[Requirements]: How many lines in the data below contain the string "pants"? Case counts. Give only the number.

[Position identification records]
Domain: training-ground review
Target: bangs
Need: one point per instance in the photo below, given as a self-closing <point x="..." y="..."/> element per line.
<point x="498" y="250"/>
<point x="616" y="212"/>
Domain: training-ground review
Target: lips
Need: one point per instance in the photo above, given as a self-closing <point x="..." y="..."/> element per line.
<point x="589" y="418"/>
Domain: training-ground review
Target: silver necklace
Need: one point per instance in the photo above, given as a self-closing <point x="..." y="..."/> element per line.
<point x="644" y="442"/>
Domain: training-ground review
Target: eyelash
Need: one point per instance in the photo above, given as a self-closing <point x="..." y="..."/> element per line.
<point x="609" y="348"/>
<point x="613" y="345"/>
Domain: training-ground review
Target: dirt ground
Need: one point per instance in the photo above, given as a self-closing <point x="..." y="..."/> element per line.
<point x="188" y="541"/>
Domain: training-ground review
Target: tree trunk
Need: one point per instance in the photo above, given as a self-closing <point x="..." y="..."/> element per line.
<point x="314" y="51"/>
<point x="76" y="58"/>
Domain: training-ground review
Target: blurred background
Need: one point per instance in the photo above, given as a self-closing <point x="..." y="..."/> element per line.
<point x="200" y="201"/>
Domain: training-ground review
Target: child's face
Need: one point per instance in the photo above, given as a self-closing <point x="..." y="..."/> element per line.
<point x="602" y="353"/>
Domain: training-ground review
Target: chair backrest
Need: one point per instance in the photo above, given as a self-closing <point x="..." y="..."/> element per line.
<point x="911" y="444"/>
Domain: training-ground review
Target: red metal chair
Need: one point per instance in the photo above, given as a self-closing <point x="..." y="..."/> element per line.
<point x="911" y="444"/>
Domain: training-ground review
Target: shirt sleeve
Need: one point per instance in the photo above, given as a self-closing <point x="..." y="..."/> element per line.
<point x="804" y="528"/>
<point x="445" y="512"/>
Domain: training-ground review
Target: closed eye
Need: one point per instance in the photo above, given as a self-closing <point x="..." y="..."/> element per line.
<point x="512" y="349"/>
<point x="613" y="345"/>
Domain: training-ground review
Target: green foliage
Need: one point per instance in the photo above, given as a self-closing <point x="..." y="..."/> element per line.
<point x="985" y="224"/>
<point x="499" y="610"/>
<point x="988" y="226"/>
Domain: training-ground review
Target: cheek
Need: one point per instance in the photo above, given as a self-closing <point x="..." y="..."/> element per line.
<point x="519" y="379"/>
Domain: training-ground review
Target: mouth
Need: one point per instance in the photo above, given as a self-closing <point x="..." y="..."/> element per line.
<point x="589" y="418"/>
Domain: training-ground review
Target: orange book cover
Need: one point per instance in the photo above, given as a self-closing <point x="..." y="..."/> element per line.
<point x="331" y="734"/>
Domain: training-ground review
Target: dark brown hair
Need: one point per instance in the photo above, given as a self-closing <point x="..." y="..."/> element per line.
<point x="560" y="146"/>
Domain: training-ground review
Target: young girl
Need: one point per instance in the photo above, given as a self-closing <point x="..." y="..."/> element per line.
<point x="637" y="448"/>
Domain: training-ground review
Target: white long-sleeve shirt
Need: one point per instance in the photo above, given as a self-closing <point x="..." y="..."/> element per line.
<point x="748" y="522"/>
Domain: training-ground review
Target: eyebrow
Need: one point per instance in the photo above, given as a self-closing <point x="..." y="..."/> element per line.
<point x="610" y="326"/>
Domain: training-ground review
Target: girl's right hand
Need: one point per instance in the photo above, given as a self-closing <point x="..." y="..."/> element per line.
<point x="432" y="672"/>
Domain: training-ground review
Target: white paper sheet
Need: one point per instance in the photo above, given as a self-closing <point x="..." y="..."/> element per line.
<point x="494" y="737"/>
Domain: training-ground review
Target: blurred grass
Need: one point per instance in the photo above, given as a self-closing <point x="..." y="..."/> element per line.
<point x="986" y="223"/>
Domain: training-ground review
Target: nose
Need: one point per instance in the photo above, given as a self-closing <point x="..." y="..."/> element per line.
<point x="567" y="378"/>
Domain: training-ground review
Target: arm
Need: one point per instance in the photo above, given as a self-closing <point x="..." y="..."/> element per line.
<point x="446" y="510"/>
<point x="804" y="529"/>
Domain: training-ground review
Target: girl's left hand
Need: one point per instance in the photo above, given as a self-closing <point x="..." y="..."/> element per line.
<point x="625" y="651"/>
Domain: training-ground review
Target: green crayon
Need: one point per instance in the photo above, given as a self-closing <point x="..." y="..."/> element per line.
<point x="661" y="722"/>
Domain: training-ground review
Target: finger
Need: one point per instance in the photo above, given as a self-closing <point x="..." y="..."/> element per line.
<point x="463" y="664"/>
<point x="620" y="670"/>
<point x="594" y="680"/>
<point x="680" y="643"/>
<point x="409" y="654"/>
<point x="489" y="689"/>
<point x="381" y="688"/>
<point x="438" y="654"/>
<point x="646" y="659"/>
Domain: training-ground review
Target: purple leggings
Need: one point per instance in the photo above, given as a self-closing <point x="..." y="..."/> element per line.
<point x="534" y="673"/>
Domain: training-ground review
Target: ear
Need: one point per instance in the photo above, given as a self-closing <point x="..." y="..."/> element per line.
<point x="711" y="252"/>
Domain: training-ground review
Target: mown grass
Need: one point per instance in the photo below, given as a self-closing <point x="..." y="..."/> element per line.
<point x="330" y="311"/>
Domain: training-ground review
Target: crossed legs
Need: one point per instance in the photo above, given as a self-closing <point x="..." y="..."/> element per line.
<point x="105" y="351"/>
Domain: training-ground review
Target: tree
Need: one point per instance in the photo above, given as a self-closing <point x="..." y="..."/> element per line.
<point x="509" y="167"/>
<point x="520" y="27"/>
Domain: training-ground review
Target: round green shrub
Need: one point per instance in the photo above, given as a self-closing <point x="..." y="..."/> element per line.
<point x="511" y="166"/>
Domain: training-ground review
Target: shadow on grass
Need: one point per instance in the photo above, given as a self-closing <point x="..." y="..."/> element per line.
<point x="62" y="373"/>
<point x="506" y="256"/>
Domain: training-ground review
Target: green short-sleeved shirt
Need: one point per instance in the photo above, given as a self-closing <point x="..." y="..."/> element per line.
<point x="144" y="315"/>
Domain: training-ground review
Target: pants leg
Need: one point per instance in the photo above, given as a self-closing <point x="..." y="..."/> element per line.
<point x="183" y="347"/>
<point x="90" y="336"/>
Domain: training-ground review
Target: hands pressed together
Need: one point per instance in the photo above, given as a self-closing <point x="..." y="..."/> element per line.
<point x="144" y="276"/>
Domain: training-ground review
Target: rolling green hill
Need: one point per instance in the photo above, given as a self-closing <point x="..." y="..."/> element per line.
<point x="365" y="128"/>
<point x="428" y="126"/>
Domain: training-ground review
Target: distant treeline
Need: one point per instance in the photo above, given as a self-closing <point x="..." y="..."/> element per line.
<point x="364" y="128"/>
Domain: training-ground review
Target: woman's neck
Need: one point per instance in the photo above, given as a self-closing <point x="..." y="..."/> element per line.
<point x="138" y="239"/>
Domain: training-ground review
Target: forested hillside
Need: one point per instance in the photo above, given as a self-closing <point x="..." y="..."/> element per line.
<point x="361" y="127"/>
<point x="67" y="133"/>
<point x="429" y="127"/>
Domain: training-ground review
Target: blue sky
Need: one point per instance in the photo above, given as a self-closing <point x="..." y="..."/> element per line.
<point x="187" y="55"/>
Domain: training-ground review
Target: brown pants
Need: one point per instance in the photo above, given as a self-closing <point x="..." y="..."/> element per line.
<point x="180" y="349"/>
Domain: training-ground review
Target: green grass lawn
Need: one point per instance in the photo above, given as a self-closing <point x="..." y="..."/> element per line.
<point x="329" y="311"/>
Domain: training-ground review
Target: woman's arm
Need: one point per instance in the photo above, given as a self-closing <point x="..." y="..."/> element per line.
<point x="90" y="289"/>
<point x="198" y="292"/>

[Correct result]: 2